> _What you will do_
Reproduce the closing part of the entries exactly: the line with "Target: man in white thobe" and all lines after it, ending with the last line, and nothing else.
Top of Task data
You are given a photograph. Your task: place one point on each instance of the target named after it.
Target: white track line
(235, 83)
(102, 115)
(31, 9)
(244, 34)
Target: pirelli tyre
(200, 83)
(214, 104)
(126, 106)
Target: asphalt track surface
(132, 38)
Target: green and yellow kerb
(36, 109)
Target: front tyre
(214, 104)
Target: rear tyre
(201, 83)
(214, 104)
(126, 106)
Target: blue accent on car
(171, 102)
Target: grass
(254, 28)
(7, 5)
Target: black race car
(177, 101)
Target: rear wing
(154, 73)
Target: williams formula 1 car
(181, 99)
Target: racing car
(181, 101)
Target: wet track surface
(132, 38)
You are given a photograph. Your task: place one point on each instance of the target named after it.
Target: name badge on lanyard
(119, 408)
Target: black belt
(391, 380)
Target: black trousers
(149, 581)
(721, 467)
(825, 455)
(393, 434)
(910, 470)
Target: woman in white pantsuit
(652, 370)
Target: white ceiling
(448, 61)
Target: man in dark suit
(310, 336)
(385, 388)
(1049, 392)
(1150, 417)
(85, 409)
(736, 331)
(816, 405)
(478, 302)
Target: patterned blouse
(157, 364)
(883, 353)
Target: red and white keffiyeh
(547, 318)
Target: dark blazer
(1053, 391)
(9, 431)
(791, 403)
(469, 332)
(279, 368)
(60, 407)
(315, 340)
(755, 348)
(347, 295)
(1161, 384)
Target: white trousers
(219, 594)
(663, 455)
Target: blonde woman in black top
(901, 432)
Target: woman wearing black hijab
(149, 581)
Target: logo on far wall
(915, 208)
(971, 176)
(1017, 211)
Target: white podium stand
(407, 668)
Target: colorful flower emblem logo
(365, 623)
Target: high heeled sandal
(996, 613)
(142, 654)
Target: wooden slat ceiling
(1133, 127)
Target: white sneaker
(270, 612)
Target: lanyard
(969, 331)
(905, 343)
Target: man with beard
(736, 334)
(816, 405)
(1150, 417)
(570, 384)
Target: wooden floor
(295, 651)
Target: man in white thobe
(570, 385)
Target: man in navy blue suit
Bottom of Task data
> _Answer to this problem_
Target: man in white thobe
(570, 385)
Target: man in navy blue suit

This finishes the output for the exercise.